_WORK TO COMPLETE_
A: From the advising passage below, list every goal the young mother in its example might have.
B: Render this sentence from the advising passage below in Spanish: "Programs may integrate family goals into advising materials and tools they are already using or provide separate materials and tools."
C: According to the advising passage below, what does the education and career advisor give students aged 16–24?

_SOURCE PASSAGE_
[START]

Advising and Student Support Services

The importance of advising should not be underestimated. DeSouza1 states that "Academic advisors can play an integral role in promoting student success by assisting students in ways that encourage them to engage in the right kinds of activities, inside and outside the classroom." Light2 supports that notion, noting further that "Good advising may be the single most underestimated characteristic of a successful college experience."

For more information on advising, please refer to Indicator 6 in the Indicators of Program Quality.

Advising for Out-of-School Youth

ACLS requires that adult education staff, typically the education and career advisor, meet with all students aged 16 to 223 to discuss the students' educational options (i.e., adult education, return to K–12) prior to enrolling. In the event that a student wishes and is eligible to return to K–12, the advisor will work with the school to facilitate the student's re-entry into the K–12 system. For students age 16–24, the education and career advisor will provide students with up-to-date written information about the Title I youth programs and services offered by partners in the local area. In the event that a student expresses an interest, the advisor will work with the partner(s) to facilitate access to programs and services.

Advising for Parents and Family Members

Adult education students who have education and career goals may also want to set goals in their roles as parents and family members. A young mother, for example, may have a goal of obtaining her high school equivalency credential and going on to community college at the same time she wants to help her daughter be ready for kindergarten, communicate effectively with her daughter's teacher, and/or attend parent-teacher conferences. Programs may integrate family goals into advising materials and tools they are already using or provide separate materials and tools.

[END]

_RECORD EXTRACTS_
[START]

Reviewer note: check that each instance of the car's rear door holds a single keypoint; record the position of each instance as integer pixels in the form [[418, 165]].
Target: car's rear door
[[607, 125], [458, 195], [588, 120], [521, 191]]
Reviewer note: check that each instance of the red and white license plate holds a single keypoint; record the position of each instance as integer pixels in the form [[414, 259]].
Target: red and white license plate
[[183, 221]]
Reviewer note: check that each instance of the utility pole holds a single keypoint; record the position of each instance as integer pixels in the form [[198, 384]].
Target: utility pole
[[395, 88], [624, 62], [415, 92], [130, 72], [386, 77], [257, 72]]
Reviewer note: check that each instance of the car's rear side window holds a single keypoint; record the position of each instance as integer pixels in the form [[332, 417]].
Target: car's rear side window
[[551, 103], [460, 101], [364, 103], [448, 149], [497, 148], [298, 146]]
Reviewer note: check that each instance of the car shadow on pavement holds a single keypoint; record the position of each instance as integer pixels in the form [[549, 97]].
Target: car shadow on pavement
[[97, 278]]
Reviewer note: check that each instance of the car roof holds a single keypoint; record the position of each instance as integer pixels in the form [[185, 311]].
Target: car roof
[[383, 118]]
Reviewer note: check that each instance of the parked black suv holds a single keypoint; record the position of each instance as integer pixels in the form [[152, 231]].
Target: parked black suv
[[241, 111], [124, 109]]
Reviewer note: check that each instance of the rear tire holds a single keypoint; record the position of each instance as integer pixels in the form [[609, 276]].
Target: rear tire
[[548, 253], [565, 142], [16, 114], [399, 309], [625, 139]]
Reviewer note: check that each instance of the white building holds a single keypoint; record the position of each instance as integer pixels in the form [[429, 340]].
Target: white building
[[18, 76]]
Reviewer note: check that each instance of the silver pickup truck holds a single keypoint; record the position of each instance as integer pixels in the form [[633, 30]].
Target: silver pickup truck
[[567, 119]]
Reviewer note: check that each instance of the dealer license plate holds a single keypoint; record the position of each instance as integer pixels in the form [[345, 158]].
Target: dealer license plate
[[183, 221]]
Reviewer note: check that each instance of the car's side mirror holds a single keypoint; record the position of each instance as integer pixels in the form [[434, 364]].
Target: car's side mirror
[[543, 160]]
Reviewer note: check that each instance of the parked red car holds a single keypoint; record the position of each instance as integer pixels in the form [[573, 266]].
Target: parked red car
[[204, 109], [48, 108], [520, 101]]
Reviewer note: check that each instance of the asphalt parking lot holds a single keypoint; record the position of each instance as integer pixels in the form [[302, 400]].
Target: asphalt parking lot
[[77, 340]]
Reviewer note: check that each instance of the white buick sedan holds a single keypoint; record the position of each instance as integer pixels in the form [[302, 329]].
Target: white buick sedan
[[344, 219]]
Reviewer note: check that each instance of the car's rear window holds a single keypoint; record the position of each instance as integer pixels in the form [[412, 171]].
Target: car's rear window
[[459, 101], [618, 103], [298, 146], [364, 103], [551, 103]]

[END]

_SOLUTIONS FOR EACH TASK_
A:
- Obtaining her high school equivalency credential
- Going on to community college
- Helping her daughter be ready for kindergarten
- Communicating effectively with her daughter's teacher
- Attending parent-teacher conferences

B: Los programas pueden integrar las metas familiares en los materiales y herramientas de asesoramiento que ya utilizan o proporcionar materiales y herramientas por separado.

C: Up-to-date written information about the Title I youth programs and services offered by partners in the local area.